**AIM OF THE EXERCISE:**
Every single entry that follows is to be retyped exactly.

╭──

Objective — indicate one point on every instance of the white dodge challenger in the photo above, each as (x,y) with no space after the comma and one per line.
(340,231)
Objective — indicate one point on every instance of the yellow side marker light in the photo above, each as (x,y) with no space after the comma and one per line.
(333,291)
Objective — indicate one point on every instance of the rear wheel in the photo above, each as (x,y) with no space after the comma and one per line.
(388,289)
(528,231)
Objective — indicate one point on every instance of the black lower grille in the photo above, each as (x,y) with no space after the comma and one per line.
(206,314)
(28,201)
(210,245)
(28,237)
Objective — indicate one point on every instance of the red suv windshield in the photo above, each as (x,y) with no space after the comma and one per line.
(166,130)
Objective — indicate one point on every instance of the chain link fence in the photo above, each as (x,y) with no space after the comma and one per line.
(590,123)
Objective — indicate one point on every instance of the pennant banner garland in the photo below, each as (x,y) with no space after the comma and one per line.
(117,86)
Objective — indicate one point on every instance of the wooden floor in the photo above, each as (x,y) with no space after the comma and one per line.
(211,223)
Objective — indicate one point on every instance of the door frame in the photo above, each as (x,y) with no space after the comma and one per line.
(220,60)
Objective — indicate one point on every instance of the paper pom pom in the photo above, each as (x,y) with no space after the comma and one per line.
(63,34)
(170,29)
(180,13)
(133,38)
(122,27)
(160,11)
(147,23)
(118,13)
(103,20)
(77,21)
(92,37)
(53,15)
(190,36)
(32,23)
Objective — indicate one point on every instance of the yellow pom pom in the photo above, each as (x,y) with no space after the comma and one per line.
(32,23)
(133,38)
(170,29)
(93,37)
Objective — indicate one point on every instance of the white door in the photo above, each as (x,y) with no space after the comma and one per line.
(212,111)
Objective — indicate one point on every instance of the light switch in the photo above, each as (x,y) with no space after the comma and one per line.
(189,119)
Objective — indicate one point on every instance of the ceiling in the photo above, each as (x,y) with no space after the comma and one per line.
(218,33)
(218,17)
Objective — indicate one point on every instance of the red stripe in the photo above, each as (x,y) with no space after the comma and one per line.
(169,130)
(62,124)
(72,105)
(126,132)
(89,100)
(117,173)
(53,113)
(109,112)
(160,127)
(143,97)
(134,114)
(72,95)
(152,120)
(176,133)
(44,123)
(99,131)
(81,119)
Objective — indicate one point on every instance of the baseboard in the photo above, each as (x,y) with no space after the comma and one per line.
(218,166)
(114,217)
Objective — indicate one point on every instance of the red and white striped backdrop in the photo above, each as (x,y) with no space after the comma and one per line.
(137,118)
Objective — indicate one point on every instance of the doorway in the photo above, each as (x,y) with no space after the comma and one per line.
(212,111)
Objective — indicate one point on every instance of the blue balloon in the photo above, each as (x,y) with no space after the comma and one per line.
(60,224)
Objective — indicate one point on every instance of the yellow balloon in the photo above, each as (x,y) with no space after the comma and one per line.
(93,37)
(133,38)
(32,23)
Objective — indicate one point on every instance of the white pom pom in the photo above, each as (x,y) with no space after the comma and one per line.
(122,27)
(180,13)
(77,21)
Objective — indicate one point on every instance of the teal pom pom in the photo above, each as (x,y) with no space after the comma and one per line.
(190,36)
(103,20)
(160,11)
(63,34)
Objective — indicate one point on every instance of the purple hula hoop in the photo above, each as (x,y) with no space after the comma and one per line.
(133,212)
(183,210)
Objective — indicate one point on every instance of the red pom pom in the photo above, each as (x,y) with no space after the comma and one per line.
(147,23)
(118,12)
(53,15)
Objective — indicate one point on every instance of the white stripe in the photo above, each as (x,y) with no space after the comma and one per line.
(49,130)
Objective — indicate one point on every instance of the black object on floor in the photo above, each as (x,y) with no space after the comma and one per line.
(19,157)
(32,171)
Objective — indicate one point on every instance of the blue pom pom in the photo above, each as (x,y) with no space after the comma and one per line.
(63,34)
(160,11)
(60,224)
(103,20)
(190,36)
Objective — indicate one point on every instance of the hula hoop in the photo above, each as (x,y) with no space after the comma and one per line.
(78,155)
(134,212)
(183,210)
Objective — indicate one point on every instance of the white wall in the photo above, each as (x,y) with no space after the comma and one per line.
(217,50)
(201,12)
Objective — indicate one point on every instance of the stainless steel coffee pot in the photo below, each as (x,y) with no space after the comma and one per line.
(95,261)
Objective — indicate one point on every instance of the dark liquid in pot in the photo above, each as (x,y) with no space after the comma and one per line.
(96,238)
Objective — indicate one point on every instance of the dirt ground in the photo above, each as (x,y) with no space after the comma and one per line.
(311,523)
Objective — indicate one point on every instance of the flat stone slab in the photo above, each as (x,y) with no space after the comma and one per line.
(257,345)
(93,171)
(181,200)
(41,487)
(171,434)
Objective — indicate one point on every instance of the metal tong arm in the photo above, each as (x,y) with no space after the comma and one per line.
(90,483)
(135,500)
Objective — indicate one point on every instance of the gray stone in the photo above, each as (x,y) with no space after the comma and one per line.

╰──

**RESULT OF THE EXERCISE:**
Objective — indicate one point on every instance of the white dodge challenger in the photo above, each as (x,y) with no space after the comma and one per line.
(340,231)
Objective — indicate one point on every instance of the yellow side marker light in the photo above, each as (x,y) with no space after the comma and one per line.
(333,291)
Objective — indicate one point on every instance of the rear wheel in the photo above, each as (x,y) with no space after the comma and one per line.
(388,289)
(528,231)
Objective — indicate one point on every instance of the black lower grille in the photo above, each as (x,y) with no space after the comma and one per line.
(206,314)
(28,201)
(210,245)
(28,237)
Objective — indicate one point on every instance of the red suv windshield in the photo above, each as (x,y) with no space after the comma and one per line.
(166,130)
Objective — indicate one point on every instance of the chain link fence in the photo above, each as (x,y) with no space after the comma and one per line.
(590,123)
Objective — indicate one point on every instance of the pennant banner garland in the photo below, each as (x,y) with no space after the comma and one per line.
(117,86)
Objective — indicate one point on every instance of the wooden floor in the photo above, each as (x,y) with no space after the comma and one per line.
(211,223)
Objective — indicate one point on every instance of the door frame in the photo above, each as (x,y) with no space after the comma and one per line.
(220,60)
Objective — indicate one point on every instance of the paper pom pom in the photo above, each as (x,y) with no space after the comma and one per line.
(63,34)
(170,29)
(180,13)
(133,38)
(122,27)
(160,11)
(147,23)
(118,13)
(103,20)
(77,21)
(92,37)
(53,15)
(190,36)
(32,23)
Objective — indicate one point on every instance of the yellow pom pom in the photo above, each as (x,y) with no space after the comma and one per line.
(32,23)
(133,38)
(170,29)
(93,37)
Objective — indicate one point on every instance of the white door in the photo above, each as (x,y) with no space after the comma and one per line.
(212,111)
Objective — indicate one point on every instance of the light switch in the photo above, each as (x,y) with no space after the comma and one per line.
(189,119)
Objective — indicate one point on every instance of the ceiling in the photo above, each as (x,y) with no space after the comma and one per line.
(218,33)
(218,17)
Objective — indicate one point on every instance of the red stripe in the photo above, each as (x,y) with no space after the comma and one per line.
(169,130)
(62,124)
(72,105)
(126,132)
(89,100)
(117,173)
(53,113)
(109,112)
(160,127)
(143,97)
(134,114)
(72,95)
(152,120)
(176,133)
(44,123)
(99,131)
(81,119)
Objective — indicate one point on every instance of the baseboard in the photo above, each as (x,y) with no space after the comma and one per line.
(218,166)
(114,217)
Objective — indicate one point on every instance of the red and white striped backdrop in the photo above, each as (x,y) with no space after the comma and one per line.
(137,118)
Objective — indicate one point on every instance of the doorway in the photo above, each as (x,y) with no space after the comma and one per line.
(212,111)
Objective — indicate one point on every instance of the blue balloon in the photo above, each as (x,y) with no space after the comma and one per line.
(60,224)
Objective — indicate one point on every instance of the yellow balloon in the photo above, each as (x,y) with no space after the comma and one per line.
(93,37)
(133,38)
(32,23)
Objective — indicate one point on every instance of the white pom pom in the photo above, each as (x,y) with no space after the comma and one per line.
(122,27)
(180,13)
(77,21)
Objective — indicate one point on every instance of the teal pom pom in the photo above, each as (x,y) with no space after the comma and one per line.
(190,36)
(103,20)
(160,11)
(63,34)
Objective — indicate one point on every instance of the purple hula hoop in the photo above, each as (x,y) with no space after the comma and one per line.
(133,212)
(183,210)
Objective — indicate one point on every instance of the red pom pom in the photo above, each as (x,y) with no space after the comma and one per line.
(147,23)
(118,12)
(53,15)
Objective — indicate one point on every instance of the white stripe in the photo above, each as (x,y) with no space after the comma and one per line.
(49,130)
Objective — indicate one point on every instance of the black object on floor in the photo above, each as (x,y) with no space after the comma and one per line.
(19,157)
(32,171)
Objective — indicate one point on every instance of the blue pom pom in the photo above, each as (x,y) with no space after the comma and one per line.
(63,34)
(160,11)
(60,224)
(103,20)
(190,36)
Objective — indicate one point on every instance of the hula hoop in the photo above, each as (x,y) with no space after the comma and one per line.
(78,155)
(134,212)
(183,210)
Objective — indicate one point on every instance of the white wall in the photo above, each as (x,y) with no space after the comma and one per line.
(217,50)
(201,12)
Objective — indicate one point on every instance of the stainless steel coffee pot in the photo below, each as (x,y) with no space after the comma and one per line.
(95,261)
Objective — indicate one point on every instance of the dark liquid in pot in the photo above, each as (x,y) with no space after the comma and one per line.
(96,238)
Objective — indicate one point on every instance of the dirt ground in the photo above, each as (x,y) with no space after the comma and one per line.
(311,523)
Objective — indicate one point on every instance of the flat stone slab in the photo above, each as (x,y) with no space after the comma and one per line.
(257,345)
(93,171)
(181,200)
(41,487)
(171,434)
Objective — indicate one point on every instance of the metal tong arm in the photo above, each as (x,y) with no space after the comma and one per line.
(90,483)
(135,500)
Objective — indicate one point on every instance of the gray stone in the photo above, each as (x,y) with no space after the comma and one per line.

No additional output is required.